(Named object pointing entries)
+ + + + + + +

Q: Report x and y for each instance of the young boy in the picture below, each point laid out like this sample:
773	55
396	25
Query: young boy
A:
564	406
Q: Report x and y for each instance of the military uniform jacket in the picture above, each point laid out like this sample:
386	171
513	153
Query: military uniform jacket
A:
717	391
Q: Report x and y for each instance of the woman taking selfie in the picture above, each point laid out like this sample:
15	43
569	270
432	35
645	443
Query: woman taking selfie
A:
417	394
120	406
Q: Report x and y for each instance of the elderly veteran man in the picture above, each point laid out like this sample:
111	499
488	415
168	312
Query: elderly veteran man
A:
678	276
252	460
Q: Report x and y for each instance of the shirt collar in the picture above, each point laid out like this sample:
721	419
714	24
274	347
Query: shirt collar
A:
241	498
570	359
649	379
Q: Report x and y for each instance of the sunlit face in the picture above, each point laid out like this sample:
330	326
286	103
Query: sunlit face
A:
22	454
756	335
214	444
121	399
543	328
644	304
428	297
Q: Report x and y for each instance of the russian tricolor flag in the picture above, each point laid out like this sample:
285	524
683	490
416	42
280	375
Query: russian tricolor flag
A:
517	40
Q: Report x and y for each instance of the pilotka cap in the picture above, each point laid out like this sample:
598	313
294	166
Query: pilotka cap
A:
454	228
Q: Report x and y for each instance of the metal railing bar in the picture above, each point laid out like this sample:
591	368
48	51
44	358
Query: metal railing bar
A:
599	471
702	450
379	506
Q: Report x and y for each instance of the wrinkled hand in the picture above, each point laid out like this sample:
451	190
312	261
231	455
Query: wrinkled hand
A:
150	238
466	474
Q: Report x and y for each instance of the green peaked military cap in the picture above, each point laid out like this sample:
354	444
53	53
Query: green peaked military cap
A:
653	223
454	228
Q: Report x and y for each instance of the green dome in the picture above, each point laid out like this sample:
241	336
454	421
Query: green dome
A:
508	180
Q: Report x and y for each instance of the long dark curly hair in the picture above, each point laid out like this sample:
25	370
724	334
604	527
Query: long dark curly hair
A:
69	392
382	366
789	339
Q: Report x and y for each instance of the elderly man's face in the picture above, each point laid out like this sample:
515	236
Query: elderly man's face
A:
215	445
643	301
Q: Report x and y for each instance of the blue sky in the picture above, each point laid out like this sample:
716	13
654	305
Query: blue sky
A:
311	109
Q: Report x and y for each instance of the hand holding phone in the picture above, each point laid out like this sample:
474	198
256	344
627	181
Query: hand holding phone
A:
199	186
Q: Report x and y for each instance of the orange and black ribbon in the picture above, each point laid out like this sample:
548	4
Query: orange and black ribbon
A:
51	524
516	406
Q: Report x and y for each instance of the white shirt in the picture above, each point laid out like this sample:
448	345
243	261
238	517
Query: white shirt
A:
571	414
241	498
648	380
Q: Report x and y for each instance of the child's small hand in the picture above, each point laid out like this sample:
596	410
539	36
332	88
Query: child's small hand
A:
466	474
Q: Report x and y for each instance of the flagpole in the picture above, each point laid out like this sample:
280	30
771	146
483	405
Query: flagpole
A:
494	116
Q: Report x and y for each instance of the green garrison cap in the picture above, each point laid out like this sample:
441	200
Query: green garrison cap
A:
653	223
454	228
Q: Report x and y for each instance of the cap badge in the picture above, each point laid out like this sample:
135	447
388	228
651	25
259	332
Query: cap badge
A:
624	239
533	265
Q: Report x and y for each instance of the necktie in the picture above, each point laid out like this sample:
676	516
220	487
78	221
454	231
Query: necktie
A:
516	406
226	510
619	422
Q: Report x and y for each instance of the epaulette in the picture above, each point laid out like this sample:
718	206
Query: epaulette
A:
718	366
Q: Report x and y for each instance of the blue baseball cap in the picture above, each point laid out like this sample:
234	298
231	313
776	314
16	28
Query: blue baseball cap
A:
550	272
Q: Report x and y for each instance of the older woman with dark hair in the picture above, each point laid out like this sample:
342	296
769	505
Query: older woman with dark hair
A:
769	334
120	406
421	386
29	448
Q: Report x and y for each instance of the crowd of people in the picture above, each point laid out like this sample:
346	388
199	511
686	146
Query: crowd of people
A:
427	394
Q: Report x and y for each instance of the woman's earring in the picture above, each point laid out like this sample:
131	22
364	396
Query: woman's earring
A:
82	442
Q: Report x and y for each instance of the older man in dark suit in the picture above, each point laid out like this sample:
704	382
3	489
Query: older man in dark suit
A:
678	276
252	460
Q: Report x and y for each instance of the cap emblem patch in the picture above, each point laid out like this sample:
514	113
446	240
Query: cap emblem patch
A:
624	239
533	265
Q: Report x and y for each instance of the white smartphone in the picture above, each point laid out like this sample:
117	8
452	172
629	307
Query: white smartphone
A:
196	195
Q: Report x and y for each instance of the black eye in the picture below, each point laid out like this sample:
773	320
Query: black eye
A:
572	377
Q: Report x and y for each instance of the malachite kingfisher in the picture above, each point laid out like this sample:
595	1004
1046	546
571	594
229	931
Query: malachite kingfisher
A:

+ + + + + + +

Write out the records above again, keeping each one identical to the original.

Q: Report x and y for each instance of the young boy in the picture below, each point laid out like this sample:
773	55
396	25
Query: young boy
A:
564	406
Q: Report x and y for each instance of the military uniform jacket in the picture above, each point laid out like this sample:
386	171
513	153
Query: military uniform jacket
A:
717	391
Q: Report x and y for each instance of the woman taking selfie in the picture above, each point laid out like this sample:
15	43
569	270
432	35
645	443
Query: woman taking selfie
A:
417	394
120	406
Q: Report x and y for each instance of the elderly veteran man in the picture above, each point laid out like this sample:
111	499
488	415
168	312
Query: elderly veteran man
A:
678	276
252	460
Q: Report x and y for each instance of the shirt collar in the picture above, each point laid out like this sample:
721	419
714	24
274	347
Query: shirt collar
A:
241	498
570	359
649	379
Q: Report x and y for each instance of the sunlit face in the picture above, each point laid out like this sample:
330	326
286	103
Query: sunlit face
A:
22	454
756	335
214	444
121	399
543	328
644	304
428	297
Q: Report x and y for each instance of the russian tricolor flag in the picture above, each point laid out like this sample:
285	524
683	490
416	42
280	375
Query: russian tricolor flag
A:
517	40
Q: Report x and y for each instance of the pilotka cap in the picture above, each point laid out like this sample:
598	313
294	166
Query: pilotka cap
A:
454	228
Q: Report x and y for each instance of the metal railing bar in the picture above, each point laid out like this sample:
591	368
48	51
44	358
Query: metal railing bar
A:
599	471
702	450
379	506
Q: Report x and y for each instance of the wrinkled hand in the picture above, each point laid out like this sample:
451	190
312	261
231	455
Query: wrinkled hand
A:
150	238
466	474
Q: Report x and y for each instance of the green peaked military cap in the picture above, each point laid out like this sample:
354	444
53	53
Query: green peaked military cap
A:
653	223
454	228
Q: Report x and y for each instance of the green dome in the picture above, each point laid out like this sample:
241	336
454	421
Query: green dome
A:
508	180
Q: Report x and y for each instance of the long dark curly hair in the picture above, each point laid out like this sample:
25	370
724	334
604	527
Query: long dark curly hair
A:
69	392
382	366
789	339
Q: Report x and y for each instance of the elderly man's face in the picture above, each point laid out like this sample:
515	236
Query: elderly man's face
A:
215	445
643	301
Q: Report x and y for each instance of the blue sky in the picture above, each point laid out like this sample:
716	13
654	305
Query: blue sky
A:
311	109
Q: Report x and y for each instance of the hand holding phone in the picture above, each point laid out like this sample:
474	198
256	344
627	181
Query: hand holding phone
A:
199	186
Q: Report x and y for each instance of the orange and black ribbon in the picture above, each point laid out like this sample:
548	4
Query: orange and black ribbon
A:
51	524
516	406
Q: Report x and y for each instance of the white shirt in the picture above, each point laid out like this sample:
448	345
243	261
238	517
Query: white shirt
A:
571	414
241	498
648	380
Q: Report x and y for each instance of the child's small hand in the picture above, each point laid out like this sample:
596	410
539	36
332	88
Query: child's small hand
A:
466	474
Q: Report x and y for each instance of the flagpole in the picture above, each point laid out like this sample:
280	30
771	146
483	405
Query: flagpole
A:
494	116
Q: Report x and y for each instance of the green garrison cap in the picture above, each point laid out like this sample:
441	200
Query: green garrison cap
A:
653	223
454	228
Q: Report x and y for each instance of the cap badge in the picture above, each point laid out like this sample:
135	447
388	228
651	25
259	332
Query: cap badge
A:
624	239
533	265
Q: Report x and y for each instance of the necktie in the picture above, each point laid out like this sample:
676	516
220	487
78	221
454	231
Query: necktie
A:
516	406
226	510
619	422
Q: Report x and y for each instance of the epaulette in the picture above, each point laid out like this sample:
718	206
Query: epaulette
A:
718	366
Q: Report x and y for each instance of the blue baseball cap in the picture above, each point laid out like this sample:
234	298
231	313
776	314
16	28
Query: blue baseball cap
A:
550	272
Q: Report x and y for each instance of the older woman with dark hair in the picture above, each point laid out like this sample:
342	296
769	505
Query: older woman with dark hair
A:
769	334
120	406
421	386
29	448
Q: Report x and y for each instance of the crowd of people in the picture above, each point laid out like this sample:
346	388
199	511
686	146
Query: crowd of people
A:
427	394
Q: Report x and y for each instance of the woman's earring in the picture above, each point laid out like this sample:
131	22
364	396
Query: woman's earring
A:
82	442
Q: Report x and y for each instance of the older man in dark suit in the picture above, each point laid out like this sample:
704	382
3	489
Query: older man in dark suit
A:
678	276
252	460
Q: Report x and y for each instance of the cap emblem patch in the picture above, each point laid out like this sample:
514	113
446	240
Query: cap emblem patch
A:
624	239
533	265
Q: Report x and y for each instance of the white smartphone in the picture above, each point laid out like this sample:
117	8
452	172
629	307
Query: white smartphone
A:
196	195
Q: Report x and y for each instance of the black eye in the picture below, each point laid out like this sample:
773	320
Query: black eye
A:
572	377
Q: Report x and y for each instance of the malachite kingfisher in the picture above, each point laid out like this sample:
595	1004
1046	546
571	594
229	931
Query: malachite kingfisher
A:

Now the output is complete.